§ Text-to-region grounding data:
>>>>>

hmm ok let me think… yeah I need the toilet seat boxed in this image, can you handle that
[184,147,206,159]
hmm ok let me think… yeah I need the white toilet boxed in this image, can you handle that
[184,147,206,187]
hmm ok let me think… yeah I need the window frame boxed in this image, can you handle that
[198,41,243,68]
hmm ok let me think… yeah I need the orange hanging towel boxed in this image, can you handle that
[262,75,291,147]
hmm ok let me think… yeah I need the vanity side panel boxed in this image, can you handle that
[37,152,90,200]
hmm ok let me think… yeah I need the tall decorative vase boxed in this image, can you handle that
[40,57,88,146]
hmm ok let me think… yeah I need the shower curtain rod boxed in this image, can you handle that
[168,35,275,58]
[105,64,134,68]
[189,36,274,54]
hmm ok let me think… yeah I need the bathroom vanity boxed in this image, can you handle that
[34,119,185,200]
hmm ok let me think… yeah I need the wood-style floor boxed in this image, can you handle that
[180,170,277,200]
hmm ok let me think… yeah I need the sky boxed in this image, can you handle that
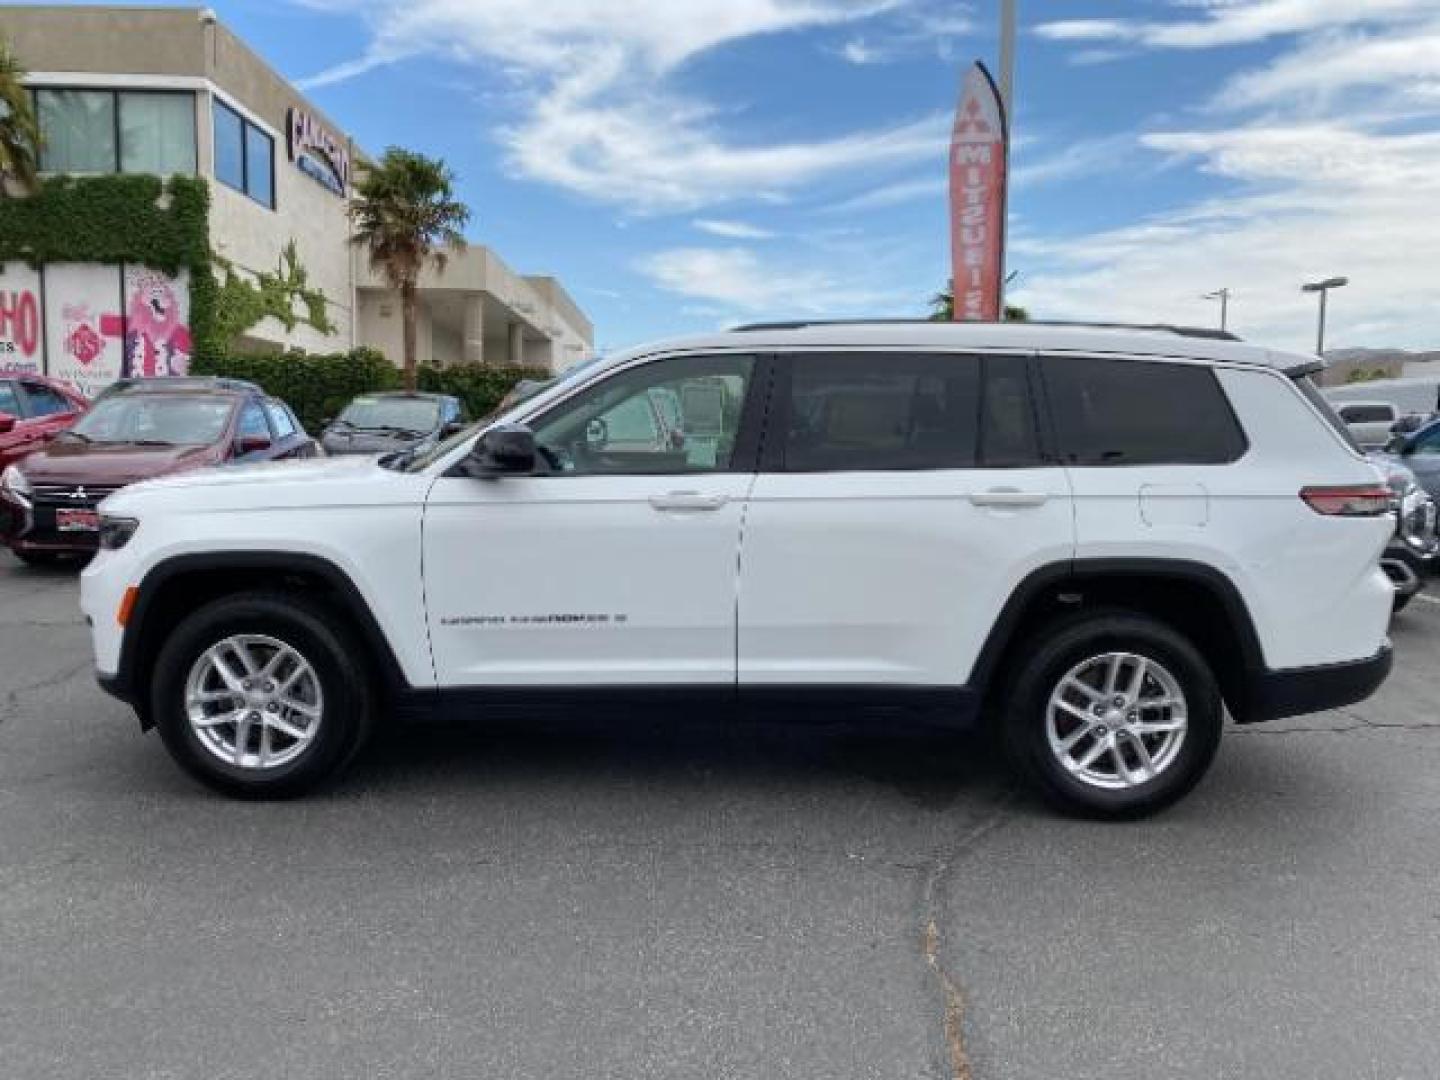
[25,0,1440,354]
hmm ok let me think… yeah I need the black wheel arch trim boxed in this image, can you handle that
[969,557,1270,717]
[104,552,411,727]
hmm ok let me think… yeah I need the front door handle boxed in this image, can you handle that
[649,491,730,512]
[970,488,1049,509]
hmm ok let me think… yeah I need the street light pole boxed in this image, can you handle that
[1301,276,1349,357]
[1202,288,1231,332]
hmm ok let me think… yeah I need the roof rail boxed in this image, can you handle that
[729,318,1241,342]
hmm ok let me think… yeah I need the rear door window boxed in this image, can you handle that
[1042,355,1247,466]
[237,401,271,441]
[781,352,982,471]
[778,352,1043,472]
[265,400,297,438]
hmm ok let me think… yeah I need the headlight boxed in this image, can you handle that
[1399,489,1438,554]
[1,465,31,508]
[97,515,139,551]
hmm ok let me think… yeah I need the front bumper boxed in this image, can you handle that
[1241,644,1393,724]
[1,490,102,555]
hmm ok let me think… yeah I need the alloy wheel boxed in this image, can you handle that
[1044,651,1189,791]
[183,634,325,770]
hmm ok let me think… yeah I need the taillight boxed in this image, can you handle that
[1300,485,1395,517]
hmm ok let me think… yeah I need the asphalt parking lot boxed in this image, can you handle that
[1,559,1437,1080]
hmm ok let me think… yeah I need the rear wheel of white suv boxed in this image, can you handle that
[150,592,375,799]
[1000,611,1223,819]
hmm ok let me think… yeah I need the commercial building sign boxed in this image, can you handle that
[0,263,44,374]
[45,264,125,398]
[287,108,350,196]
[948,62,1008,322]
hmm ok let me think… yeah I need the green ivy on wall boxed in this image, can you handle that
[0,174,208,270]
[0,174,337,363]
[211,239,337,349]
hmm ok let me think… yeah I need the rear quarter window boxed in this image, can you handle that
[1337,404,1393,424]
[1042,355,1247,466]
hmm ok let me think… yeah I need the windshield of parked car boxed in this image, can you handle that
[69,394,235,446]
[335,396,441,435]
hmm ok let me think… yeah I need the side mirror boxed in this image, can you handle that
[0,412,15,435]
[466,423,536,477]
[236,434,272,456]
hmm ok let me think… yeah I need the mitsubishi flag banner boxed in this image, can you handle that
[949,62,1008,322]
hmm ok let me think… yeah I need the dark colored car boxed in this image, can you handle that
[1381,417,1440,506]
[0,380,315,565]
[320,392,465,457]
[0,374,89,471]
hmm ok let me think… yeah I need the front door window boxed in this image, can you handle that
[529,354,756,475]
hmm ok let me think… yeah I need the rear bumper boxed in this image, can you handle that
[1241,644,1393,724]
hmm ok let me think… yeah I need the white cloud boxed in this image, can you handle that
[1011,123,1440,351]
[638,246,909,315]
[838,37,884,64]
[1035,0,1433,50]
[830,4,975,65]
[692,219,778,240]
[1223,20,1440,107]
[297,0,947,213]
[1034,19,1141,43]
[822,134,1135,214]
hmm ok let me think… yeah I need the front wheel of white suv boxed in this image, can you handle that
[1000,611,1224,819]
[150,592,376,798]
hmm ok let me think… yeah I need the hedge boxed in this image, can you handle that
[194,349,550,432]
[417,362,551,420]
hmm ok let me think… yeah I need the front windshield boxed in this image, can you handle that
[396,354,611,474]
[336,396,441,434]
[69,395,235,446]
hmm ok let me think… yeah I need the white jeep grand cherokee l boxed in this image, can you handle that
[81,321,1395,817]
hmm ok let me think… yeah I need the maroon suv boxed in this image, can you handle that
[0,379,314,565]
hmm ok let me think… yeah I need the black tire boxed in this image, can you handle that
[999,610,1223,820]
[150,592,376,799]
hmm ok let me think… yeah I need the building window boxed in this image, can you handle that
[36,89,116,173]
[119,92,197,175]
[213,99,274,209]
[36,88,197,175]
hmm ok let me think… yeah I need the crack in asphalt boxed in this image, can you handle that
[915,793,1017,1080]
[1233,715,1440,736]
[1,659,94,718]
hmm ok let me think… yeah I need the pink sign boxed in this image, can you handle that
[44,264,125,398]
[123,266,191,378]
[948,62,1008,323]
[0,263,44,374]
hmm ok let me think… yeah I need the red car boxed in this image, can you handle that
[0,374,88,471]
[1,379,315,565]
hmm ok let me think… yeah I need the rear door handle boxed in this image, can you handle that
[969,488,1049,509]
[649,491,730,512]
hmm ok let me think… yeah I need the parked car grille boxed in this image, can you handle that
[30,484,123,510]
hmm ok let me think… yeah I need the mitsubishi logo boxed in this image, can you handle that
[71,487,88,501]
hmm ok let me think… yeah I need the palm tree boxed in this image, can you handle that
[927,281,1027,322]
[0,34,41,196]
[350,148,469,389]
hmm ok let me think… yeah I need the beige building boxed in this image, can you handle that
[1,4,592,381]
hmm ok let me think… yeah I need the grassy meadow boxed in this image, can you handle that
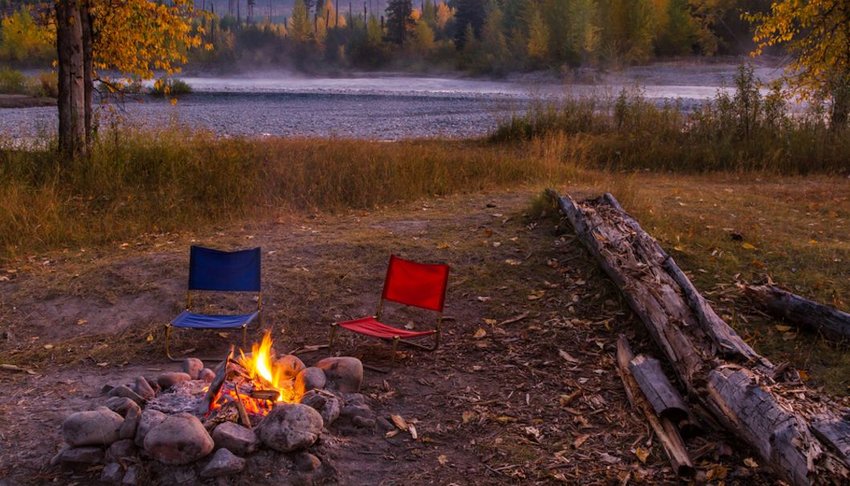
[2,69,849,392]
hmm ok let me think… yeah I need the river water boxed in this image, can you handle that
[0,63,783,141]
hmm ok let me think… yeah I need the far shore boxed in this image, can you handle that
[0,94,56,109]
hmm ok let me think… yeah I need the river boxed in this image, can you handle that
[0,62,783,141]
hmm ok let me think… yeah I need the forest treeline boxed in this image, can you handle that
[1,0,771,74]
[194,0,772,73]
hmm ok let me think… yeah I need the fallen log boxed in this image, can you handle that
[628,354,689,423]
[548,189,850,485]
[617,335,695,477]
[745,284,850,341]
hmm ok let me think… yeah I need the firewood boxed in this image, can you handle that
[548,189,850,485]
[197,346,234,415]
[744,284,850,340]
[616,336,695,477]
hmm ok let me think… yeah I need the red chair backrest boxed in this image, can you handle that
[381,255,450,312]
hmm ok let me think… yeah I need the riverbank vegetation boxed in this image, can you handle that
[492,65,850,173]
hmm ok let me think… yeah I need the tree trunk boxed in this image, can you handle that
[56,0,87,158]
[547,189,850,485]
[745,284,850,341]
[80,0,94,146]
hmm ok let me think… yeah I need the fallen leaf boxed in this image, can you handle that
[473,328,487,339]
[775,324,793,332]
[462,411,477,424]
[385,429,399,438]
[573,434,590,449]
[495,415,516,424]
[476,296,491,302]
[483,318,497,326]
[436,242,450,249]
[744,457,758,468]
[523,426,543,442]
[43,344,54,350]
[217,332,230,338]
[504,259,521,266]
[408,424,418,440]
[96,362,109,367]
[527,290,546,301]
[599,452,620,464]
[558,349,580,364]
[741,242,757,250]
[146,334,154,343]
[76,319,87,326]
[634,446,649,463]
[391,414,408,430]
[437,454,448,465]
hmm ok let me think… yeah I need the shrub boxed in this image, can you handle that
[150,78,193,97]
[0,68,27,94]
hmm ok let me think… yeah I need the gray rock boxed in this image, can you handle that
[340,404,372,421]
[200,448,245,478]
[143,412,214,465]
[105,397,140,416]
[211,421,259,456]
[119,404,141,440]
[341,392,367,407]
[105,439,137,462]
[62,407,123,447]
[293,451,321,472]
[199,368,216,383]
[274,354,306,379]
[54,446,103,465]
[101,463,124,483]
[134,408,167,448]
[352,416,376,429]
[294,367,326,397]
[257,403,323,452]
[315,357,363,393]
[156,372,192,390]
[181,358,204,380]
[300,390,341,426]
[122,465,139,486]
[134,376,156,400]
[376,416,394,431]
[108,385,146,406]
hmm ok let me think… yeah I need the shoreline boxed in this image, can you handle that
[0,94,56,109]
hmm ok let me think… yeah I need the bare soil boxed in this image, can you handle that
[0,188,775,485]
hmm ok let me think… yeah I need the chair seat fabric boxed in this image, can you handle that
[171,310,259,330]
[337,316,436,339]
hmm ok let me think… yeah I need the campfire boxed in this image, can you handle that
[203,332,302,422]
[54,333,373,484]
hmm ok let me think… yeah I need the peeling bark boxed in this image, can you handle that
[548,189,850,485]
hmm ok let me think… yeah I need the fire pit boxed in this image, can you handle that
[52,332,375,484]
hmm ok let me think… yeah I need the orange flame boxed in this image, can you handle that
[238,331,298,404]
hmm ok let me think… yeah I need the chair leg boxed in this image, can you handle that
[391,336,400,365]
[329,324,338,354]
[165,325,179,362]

<<<<<

§ TASK TO CARRY OUT:
Answer with the exact lines running from the one that contains "hmm ok let me think… yeah I need the fire pit" through the last line of the data. Include no other line.

§ OUTPUT OF THE TASK:
hmm ok let me think… yeah I need the fire pit boxed in this image, can you handle that
[52,332,375,484]
hmm ok let me think… yeah I need the orange flame boxed in this image, can you handle that
[238,331,298,404]
hmm ok let me think… yeah I need the chair leg boxed in this image, can you handle that
[391,336,400,365]
[329,324,338,354]
[165,325,179,362]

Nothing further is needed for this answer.